What is asked
Count the lines of the records that contain the word "table", and give only the number.

Supplied data
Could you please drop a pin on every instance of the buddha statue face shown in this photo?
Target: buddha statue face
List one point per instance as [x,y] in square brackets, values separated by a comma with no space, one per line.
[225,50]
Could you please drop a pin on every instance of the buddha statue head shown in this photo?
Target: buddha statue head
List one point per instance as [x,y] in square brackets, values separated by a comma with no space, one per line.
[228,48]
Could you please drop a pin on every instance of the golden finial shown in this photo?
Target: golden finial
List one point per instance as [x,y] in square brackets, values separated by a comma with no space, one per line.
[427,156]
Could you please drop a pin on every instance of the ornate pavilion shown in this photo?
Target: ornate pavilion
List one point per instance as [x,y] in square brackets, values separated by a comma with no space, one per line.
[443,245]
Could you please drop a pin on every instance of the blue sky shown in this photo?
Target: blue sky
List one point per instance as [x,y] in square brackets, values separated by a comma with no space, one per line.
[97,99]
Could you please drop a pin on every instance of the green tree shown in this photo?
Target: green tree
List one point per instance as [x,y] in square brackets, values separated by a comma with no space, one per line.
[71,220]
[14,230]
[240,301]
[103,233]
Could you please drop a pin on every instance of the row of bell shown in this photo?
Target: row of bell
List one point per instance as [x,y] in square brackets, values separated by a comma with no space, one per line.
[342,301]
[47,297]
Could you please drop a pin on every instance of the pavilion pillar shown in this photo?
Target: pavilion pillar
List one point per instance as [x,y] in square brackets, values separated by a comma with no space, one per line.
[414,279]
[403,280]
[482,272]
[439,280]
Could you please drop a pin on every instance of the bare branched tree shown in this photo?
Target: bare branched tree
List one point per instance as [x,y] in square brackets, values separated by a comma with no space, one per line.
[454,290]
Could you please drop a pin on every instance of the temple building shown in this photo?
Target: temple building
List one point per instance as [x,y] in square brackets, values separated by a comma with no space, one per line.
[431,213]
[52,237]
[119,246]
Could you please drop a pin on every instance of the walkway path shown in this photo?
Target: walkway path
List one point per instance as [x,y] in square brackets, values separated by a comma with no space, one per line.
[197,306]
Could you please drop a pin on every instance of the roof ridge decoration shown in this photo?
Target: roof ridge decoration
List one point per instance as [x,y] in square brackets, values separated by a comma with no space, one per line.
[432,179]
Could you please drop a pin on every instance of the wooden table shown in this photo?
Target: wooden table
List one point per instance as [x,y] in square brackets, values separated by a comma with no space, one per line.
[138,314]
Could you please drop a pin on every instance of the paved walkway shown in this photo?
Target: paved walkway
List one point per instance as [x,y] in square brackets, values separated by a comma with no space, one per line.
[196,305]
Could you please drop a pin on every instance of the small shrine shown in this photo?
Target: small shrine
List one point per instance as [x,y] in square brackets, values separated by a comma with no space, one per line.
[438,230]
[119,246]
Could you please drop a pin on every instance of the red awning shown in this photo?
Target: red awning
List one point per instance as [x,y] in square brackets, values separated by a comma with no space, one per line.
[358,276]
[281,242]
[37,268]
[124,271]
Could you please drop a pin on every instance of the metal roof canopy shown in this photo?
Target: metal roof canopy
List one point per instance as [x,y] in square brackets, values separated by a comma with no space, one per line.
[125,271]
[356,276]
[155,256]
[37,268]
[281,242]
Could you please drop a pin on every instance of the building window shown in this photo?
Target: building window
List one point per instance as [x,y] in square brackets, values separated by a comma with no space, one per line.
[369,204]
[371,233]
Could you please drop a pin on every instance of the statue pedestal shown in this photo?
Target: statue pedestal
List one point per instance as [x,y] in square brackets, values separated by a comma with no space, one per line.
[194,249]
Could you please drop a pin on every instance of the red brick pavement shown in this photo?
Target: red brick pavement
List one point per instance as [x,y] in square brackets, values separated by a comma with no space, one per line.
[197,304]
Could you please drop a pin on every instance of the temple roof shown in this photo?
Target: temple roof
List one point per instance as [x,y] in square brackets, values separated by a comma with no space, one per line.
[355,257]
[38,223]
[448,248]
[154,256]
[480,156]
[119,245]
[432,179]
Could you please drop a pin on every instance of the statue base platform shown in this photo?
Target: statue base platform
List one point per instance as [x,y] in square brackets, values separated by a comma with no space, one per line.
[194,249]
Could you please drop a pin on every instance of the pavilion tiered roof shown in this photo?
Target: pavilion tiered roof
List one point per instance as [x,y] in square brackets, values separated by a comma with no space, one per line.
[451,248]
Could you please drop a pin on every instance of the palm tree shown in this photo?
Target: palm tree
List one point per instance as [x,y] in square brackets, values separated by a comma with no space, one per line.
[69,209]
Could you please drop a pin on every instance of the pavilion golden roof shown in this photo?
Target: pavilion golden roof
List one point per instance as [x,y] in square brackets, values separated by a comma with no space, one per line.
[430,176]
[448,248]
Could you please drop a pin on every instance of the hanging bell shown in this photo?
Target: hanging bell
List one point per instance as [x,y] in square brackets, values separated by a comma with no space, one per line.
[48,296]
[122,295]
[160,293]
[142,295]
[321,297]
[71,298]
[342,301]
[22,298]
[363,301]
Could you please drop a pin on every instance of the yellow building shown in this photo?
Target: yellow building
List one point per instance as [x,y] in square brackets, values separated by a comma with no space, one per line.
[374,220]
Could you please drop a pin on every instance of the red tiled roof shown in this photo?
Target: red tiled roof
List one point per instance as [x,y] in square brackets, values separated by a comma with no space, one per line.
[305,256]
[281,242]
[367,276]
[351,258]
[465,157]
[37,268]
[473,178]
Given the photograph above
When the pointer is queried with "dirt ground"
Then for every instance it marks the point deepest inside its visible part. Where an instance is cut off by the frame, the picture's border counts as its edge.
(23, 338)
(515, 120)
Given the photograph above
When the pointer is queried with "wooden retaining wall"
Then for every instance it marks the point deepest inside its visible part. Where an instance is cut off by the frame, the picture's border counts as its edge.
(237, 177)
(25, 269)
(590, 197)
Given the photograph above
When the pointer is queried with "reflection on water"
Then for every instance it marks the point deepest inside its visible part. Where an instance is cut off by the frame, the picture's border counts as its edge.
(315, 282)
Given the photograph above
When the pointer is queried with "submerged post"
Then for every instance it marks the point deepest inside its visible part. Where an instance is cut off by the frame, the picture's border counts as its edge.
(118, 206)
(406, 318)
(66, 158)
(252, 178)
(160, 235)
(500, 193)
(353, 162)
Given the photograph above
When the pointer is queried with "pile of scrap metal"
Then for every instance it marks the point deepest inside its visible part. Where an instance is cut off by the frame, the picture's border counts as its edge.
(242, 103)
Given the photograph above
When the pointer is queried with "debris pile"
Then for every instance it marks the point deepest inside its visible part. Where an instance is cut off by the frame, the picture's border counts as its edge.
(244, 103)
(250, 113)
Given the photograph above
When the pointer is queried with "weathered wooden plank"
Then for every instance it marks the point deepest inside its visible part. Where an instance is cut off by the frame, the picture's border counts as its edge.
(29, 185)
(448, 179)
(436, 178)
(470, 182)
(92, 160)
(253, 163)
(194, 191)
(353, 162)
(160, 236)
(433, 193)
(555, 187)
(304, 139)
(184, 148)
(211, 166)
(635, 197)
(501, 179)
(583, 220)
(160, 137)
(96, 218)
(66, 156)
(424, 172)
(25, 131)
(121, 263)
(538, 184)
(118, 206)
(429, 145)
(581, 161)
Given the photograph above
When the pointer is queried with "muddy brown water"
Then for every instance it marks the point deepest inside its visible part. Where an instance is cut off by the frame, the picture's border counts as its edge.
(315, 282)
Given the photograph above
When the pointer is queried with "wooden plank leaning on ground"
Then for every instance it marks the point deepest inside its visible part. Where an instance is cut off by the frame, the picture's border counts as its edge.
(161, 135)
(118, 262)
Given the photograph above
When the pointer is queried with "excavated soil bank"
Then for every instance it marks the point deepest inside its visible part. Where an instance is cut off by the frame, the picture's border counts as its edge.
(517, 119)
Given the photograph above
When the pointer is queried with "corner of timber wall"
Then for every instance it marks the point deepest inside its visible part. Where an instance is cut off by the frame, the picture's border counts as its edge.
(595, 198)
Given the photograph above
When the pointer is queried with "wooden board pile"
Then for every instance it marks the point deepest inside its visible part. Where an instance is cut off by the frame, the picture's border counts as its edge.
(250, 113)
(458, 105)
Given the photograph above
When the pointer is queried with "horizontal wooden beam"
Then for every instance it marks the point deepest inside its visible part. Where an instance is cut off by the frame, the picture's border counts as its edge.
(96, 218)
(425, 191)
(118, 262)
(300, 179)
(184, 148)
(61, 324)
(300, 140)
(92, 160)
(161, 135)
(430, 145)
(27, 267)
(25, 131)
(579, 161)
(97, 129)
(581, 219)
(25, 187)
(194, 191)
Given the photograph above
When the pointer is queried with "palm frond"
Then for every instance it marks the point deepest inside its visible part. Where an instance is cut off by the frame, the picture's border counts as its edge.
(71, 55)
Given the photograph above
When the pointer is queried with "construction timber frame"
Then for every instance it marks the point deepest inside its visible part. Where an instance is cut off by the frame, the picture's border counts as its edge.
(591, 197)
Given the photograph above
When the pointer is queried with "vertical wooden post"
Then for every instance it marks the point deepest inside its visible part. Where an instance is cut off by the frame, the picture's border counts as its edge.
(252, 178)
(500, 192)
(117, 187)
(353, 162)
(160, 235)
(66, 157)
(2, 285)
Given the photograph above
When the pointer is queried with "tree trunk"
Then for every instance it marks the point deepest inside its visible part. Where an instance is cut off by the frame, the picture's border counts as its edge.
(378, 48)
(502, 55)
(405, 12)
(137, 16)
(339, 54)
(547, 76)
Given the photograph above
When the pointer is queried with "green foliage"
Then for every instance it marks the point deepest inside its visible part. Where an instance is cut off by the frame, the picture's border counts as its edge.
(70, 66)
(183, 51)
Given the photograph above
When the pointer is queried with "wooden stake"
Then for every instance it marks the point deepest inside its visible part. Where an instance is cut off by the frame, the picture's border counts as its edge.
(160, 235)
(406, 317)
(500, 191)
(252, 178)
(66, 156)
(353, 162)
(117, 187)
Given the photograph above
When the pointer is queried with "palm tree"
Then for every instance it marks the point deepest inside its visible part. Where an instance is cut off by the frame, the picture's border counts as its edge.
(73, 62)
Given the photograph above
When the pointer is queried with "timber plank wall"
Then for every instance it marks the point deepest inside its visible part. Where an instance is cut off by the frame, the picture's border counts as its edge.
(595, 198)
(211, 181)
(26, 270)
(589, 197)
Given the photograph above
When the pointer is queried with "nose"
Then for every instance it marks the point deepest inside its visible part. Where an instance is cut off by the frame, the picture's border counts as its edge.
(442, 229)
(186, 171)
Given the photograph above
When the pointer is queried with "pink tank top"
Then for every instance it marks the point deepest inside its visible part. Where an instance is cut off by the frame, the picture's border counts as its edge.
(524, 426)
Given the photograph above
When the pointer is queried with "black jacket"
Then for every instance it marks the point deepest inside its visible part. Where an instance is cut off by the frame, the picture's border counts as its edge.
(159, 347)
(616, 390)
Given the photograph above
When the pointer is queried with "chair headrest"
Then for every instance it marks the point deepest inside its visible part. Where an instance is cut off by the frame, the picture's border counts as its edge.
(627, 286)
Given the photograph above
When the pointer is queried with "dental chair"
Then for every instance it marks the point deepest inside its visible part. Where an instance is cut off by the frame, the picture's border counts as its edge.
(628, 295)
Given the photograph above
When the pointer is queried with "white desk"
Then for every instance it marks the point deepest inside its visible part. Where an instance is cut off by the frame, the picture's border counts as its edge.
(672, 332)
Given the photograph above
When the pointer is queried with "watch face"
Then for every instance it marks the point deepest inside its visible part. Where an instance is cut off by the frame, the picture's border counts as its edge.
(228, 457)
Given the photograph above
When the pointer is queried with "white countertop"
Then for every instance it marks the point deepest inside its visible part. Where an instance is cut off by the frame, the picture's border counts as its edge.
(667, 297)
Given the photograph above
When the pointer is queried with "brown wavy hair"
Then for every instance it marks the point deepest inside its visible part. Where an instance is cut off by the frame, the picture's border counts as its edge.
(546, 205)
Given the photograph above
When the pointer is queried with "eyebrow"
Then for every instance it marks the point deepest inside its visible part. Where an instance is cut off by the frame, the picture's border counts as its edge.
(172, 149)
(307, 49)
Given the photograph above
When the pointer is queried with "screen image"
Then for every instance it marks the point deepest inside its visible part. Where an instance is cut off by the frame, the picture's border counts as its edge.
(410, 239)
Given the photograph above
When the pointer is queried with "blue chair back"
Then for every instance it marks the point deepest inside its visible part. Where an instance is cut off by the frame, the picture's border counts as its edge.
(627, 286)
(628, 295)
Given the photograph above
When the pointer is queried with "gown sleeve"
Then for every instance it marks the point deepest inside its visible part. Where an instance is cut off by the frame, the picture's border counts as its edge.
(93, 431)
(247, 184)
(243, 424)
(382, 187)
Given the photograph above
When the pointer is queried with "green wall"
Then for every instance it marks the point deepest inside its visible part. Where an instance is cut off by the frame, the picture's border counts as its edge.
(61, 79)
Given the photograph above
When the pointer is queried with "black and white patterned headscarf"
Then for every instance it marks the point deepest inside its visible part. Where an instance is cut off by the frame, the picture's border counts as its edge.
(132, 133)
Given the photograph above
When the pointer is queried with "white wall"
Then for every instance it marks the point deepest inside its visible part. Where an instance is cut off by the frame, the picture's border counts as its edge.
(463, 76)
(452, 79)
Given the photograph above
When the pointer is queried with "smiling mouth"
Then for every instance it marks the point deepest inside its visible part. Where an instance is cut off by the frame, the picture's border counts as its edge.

Final result
2